### [Selected excerpt]
-=-=-

Remember, termites need to return to earth's moisture ever 24hrs, so whether or not there may be moisture wicking through the brick, it does not happen consistently enough to preclude that fact of nature.

And you do have subterranean termites.


----------



## Shakeyray

Sorry snoonyb, I want to make sure I'm understanding your first paragraph.  The adhesive will already leave a small gap and  work good with the foam?

I completelt agree with the metal.  I'm definitely considering metal studs as I go through the rest of the exterior walls.

I stopped the moisture from the crack, got the boards off the wall, and am hauling dirt around the perimeter with drainage pipe.....the house has a good slope  but never had gutters so it's developed a pocket all the way around.....I'm very confident this will fix it.


----------



## Snoonyb

If you dollop the adhesive as opposed to troweling or crosshatching with a caulking gun, you'll be more inclined to provide an ability for excessive moisture to find it's way down the wall.

There are specific metal boxes designed for steel stud construction, that easily clamp on and are held in place with a tech screw.


----------



## nealtw

Snoonyb said:


> If you dollop the adhesive as opposed to troweling or crosshatching with a caulking gun, you'll be more inclined to provide an ability for excessive moisture to find it's way down the wall.
> 
> There are specific metal boxes designed for steel stud construction, that easily clamp on and are held in place with a tech screw.

-=-=-

### [Written exercise 1]
Tally the lines in the listing that contain the string "carved", and give only the number.
The forum thread and the listing after it come from unrelated sources.

-=-=-

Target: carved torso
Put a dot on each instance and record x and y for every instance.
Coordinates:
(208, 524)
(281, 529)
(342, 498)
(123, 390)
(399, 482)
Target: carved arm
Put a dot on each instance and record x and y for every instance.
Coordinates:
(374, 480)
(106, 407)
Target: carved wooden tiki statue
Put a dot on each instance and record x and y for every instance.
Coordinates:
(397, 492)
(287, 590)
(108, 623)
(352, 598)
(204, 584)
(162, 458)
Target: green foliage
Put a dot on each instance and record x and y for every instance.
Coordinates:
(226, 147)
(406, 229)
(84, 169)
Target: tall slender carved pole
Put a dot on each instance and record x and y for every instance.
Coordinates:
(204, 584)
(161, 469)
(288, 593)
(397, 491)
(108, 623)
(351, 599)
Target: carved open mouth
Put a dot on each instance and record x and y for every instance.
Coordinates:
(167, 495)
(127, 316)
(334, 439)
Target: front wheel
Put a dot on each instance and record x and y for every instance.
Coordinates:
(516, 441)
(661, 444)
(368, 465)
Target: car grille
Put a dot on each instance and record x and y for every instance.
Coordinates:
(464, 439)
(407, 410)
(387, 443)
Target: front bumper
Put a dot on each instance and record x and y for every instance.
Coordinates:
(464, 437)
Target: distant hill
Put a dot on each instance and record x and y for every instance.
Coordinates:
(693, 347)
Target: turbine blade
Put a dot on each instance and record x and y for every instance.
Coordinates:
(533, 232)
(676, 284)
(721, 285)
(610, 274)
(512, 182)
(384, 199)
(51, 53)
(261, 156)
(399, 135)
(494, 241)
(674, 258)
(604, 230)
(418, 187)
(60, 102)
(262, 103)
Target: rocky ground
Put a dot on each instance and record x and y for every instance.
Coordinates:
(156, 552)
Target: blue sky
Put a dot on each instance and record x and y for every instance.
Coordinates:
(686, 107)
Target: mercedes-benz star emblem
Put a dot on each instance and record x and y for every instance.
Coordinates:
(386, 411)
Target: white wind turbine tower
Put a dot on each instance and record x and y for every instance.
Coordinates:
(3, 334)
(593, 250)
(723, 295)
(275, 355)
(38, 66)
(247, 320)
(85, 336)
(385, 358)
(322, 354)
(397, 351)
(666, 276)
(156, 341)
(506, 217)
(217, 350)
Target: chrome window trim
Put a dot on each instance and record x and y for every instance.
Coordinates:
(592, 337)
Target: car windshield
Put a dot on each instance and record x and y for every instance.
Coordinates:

-=-=-

### [Written exercise 2]
Translate this sentence from the forum thread into Spanish: "There are specific metal boxes designed for steel stud construction, that easily clamp on and are held in place with a tech screw."

### [Exercise output 1]
5

### [Exercise output 2]
Hay cajas metálicas específicas diseñadas para la construcción con montantes de acero, que se sujetan fácilmente y se mantienen en su lugar con un tornillo autoperforante.